> _Aim of the exercise_
Rewrite every line of the records below as a JSON list of strings, one string per line, leaving out blank lines and the pictures.

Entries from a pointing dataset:
****

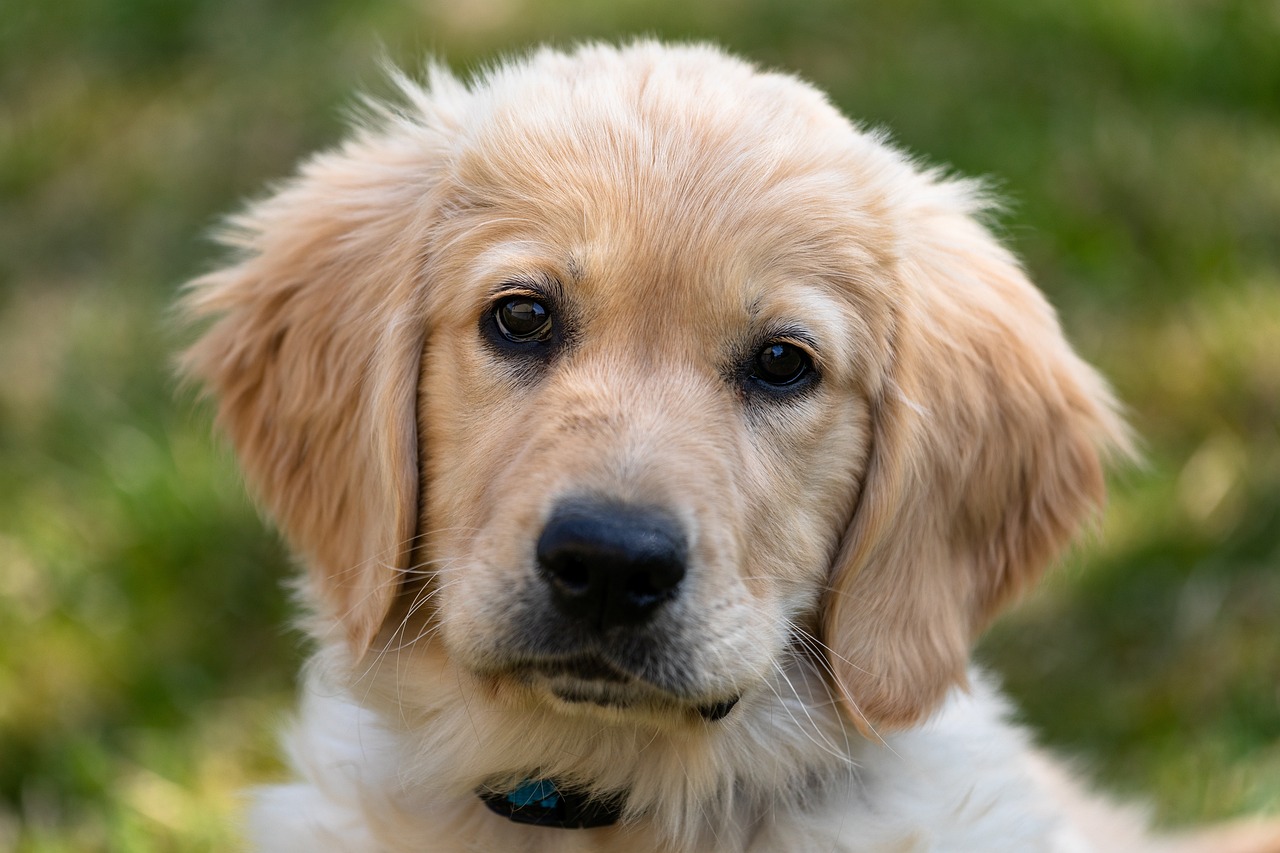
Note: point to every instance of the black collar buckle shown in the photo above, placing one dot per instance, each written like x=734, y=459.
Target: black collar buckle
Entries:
x=544, y=802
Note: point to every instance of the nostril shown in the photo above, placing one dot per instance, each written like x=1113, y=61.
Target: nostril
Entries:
x=570, y=575
x=653, y=584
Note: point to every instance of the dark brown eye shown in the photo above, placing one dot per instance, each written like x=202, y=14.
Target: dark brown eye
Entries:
x=522, y=319
x=781, y=364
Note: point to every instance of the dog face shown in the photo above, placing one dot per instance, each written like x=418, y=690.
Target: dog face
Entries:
x=612, y=378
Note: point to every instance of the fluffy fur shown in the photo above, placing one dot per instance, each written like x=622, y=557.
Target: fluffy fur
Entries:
x=676, y=209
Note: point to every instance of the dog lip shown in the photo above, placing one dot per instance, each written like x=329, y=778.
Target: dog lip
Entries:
x=585, y=667
x=717, y=711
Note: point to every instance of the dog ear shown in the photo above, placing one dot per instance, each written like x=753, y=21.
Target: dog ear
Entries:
x=314, y=355
x=988, y=437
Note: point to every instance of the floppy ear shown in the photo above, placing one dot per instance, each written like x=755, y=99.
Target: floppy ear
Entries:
x=987, y=437
x=314, y=356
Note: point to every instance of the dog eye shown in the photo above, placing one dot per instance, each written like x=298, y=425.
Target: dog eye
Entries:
x=781, y=364
x=522, y=319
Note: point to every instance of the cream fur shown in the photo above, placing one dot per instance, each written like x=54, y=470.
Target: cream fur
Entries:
x=848, y=543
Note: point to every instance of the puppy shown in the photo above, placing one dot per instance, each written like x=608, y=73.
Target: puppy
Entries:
x=657, y=443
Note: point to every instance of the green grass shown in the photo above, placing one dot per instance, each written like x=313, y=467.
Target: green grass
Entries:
x=144, y=657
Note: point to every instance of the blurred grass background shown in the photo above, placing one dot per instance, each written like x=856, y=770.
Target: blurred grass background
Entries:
x=144, y=662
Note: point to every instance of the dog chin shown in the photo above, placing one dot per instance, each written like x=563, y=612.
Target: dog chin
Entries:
x=597, y=688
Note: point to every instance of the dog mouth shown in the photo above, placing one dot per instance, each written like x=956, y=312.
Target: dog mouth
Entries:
x=590, y=679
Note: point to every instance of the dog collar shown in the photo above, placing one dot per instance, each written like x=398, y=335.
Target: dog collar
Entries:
x=544, y=802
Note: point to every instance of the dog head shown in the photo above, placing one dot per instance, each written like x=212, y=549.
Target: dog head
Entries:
x=616, y=374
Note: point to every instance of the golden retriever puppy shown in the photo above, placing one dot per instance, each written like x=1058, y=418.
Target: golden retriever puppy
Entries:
x=657, y=443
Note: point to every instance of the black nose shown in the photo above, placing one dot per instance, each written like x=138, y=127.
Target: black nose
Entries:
x=611, y=564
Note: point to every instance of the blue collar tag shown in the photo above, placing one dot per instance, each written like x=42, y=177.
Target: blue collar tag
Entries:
x=543, y=802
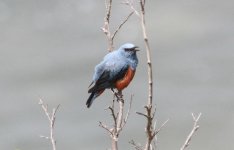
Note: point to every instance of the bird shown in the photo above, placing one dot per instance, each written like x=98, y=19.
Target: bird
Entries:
x=115, y=71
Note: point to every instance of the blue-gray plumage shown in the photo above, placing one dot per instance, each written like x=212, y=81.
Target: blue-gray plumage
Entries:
x=115, y=71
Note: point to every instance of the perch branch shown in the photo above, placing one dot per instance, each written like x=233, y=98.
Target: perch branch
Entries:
x=51, y=117
x=194, y=129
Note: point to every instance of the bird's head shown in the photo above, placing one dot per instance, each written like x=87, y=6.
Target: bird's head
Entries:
x=128, y=50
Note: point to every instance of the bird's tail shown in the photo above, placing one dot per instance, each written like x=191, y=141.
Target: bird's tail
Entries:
x=92, y=96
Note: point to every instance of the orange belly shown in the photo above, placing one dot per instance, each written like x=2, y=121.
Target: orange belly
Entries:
x=124, y=82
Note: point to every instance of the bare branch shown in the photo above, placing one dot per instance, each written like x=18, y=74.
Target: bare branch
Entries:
x=106, y=27
x=130, y=105
x=130, y=4
x=137, y=147
x=51, y=119
x=119, y=27
x=139, y=113
x=157, y=131
x=194, y=129
x=105, y=127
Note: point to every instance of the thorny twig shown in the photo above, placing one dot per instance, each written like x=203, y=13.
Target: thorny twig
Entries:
x=106, y=26
x=194, y=129
x=51, y=117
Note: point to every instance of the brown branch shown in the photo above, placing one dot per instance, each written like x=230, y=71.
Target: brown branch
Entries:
x=51, y=119
x=137, y=147
x=129, y=108
x=106, y=27
x=149, y=114
x=119, y=27
x=194, y=129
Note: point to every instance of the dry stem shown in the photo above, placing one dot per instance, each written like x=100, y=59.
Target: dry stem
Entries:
x=118, y=119
x=194, y=129
x=106, y=27
x=51, y=117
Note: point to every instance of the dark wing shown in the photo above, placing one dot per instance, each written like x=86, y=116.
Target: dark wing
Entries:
x=107, y=80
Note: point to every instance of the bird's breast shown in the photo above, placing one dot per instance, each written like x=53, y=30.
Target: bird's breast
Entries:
x=124, y=82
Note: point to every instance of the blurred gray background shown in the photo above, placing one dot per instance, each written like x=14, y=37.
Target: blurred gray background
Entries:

****

> _Response to the exercise_
[
  "Note: point to every instance of the black collar buckle shown in the photo above, placing one dot per instance, each written like x=734, y=459.",
  "Target: black collar buckle",
  "Entries:",
  "x=544, y=802",
  "Note: point to every instance of the nostril shown in the photo above, placing one dot per instance, each written like x=1113, y=61.",
  "Target: nostril",
  "Entries:",
  "x=570, y=575",
  "x=653, y=584",
  "Note: point to every instance of the dark brown eye shown in the photo above, placing one dot per instance, each written like x=202, y=14.",
  "Target: dark brown eye",
  "Entries:",
  "x=522, y=319",
  "x=781, y=364",
  "Note: point to every instance of the dog face shown in the photo above, placing one dot per instance, each written like x=418, y=690.",
  "Target: dog face",
  "Entries:",
  "x=612, y=378",
  "Note: point to every instance of the fluffy fur shown in the photo above, placing one dot per instance, each written like x=622, y=557.",
  "Target: fluffy fur",
  "Entries:",
  "x=676, y=209",
  "Note: point to every instance of the dog lip shown in the photo above, placing one dot per instance, each written like x=329, y=778.",
  "Target: dog lip",
  "Entries:",
  "x=585, y=667",
  "x=717, y=711",
  "Note: point to every instance of the dog ear shown in the photo above, placing one dot per instance, each written like x=753, y=21.",
  "Target: dog ear",
  "Entries:",
  "x=314, y=355",
  "x=988, y=437",
  "Note: point to every instance of the floppy ear shown in the photo above, placing one dot per instance, each written like x=755, y=99.",
  "Target: floppy ear",
  "Entries:",
  "x=987, y=437",
  "x=314, y=356",
  "Note: point to every instance of the dog eye shown in the photo above, placing one dot per instance, each written like x=298, y=425.",
  "Target: dog eye",
  "Entries:",
  "x=781, y=364",
  "x=522, y=319",
  "Note: point to every instance of the cream fur shown in the photo above, placing one dot per instance, each written like x=54, y=470.",
  "Target: cream fur",
  "Entries:",
  "x=848, y=543",
  "Note: point to every instance of the puppy shown in the photo above, placing one dot per instance, each written like x=608, y=73.",
  "Target: puppy",
  "Entries:",
  "x=657, y=443",
  "Note: point to every instance of the green grass shown in the photo above, placing one dot per instance, each written like x=313, y=467.",
  "Target: green grass",
  "Entries:",
  "x=144, y=657",
  "Note: point to every instance of the blurred grass background shown in the photo above, placing one dot per instance, each written like x=856, y=770.",
  "Target: blurred grass background",
  "Entries:",
  "x=144, y=662",
  "Note: point to every instance of the dog chin shown in the photo above, placing one dot per instance, each written like x=563, y=612.",
  "Target: dog chin",
  "Entries:",
  "x=597, y=688",
  "Note: point to every instance of the dog mouth shown in the photo above, placing one dot per instance, each written like x=956, y=312.",
  "Target: dog mouth",
  "Entries:",
  "x=590, y=679",
  "Note: point to every instance of the dog collar shown in the photo above, placing one dot per instance, each written like x=398, y=335.",
  "Target: dog collar",
  "Entries:",
  "x=544, y=802",
  "Note: point to every instance of the dog head shown in the photo above, placing one dot per instance, each written like x=212, y=549.",
  "Target: dog head",
  "Entries:",
  "x=616, y=374",
  "Note: point to every instance of the golden retriever puppy shown in the photo above, placing one dot per instance, each written like x=1058, y=418.",
  "Target: golden retriever puppy",
  "Entries:",
  "x=657, y=443",
  "Note: point to every instance of the black nose shown in the photo above, placing one dot per instance, each written like x=138, y=127.",
  "Target: black nose",
  "Entries:",
  "x=611, y=564",
  "Note: point to every instance of the blue collar tag shown in the photo above, placing one dot per instance, each written like x=42, y=177.",
  "Target: blue collar tag",
  "Entries:",
  "x=543, y=802",
  "Note: point to every instance of the bird shown in the photo above, placing one dot per instance, each written like x=98, y=19.",
  "Target: bird",
  "Entries:",
  "x=115, y=71",
  "Note: point to every instance of the blue-gray plumage shown in the photo above, placing one dot per instance, each written like x=212, y=81.",
  "Target: blue-gray plumage",
  "Entries:",
  "x=115, y=71",
  "Note: point to every instance of the perch branch shown in the photo above, placing one dot per instance, each written like x=233, y=98.",
  "Target: perch branch",
  "Entries:",
  "x=51, y=117",
  "x=194, y=129",
  "Note: point to every instance of the bird's head shown in the photo above, placing one dot per instance, each written like x=87, y=6.",
  "Target: bird's head",
  "Entries:",
  "x=128, y=50",
  "Note: point to every instance of the bird's tail shown in the photo above, placing one dot per instance, each written like x=191, y=141.",
  "Target: bird's tail",
  "Entries:",
  "x=92, y=96",
  "Note: point to every instance of the orange belly shown in the photo above, placing one dot per instance, each written like x=2, y=121.",
  "Target: orange belly",
  "Entries:",
  "x=124, y=82",
  "Note: point to every instance of the bare branch shown in the photo above, placing one dot per instance, each written like x=18, y=74.",
  "Target: bare branch",
  "Entries:",
  "x=106, y=27",
  "x=130, y=105",
  "x=130, y=4",
  "x=137, y=147",
  "x=51, y=119",
  "x=119, y=27",
  "x=139, y=113",
  "x=157, y=131",
  "x=194, y=129",
  "x=105, y=127",
  "Note: point to every instance of the thorny twig shown in the photo above, placing one dot per instance, each written like x=203, y=13.",
  "Target: thorny twig",
  "Entries:",
  "x=106, y=26",
  "x=194, y=129",
  "x=51, y=117",
  "Note: point to every instance of the brown branch shown in the photo above, placing one dot per instance, each written like x=230, y=71.",
  "Target: brown branch",
  "Entries:",
  "x=51, y=119",
  "x=137, y=147",
  "x=129, y=108",
  "x=106, y=27",
  "x=149, y=114",
  "x=119, y=27",
  "x=194, y=129",
  "Note: point to every instance of the dry stem shown in the photo above, placing one dot per instance, each written like x=100, y=59.",
  "Target: dry stem",
  "Entries:",
  "x=118, y=119",
  "x=194, y=129",
  "x=106, y=27",
  "x=51, y=117",
  "Note: point to every instance of the dark wing shown in the photo above, placing one dot per instance, each written like x=86, y=116.",
  "Target: dark wing",
  "Entries:",
  "x=107, y=80",
  "Note: point to every instance of the bird's breast shown in the photo above, placing one dot per instance, each written like x=53, y=30.",
  "Target: bird's breast",
  "Entries:",
  "x=124, y=82",
  "Note: point to every instance of the blurred gray background shown in the photo above, placing one dot per instance, each written like x=14, y=37.",
  "Target: blurred gray background",
  "Entries:"
]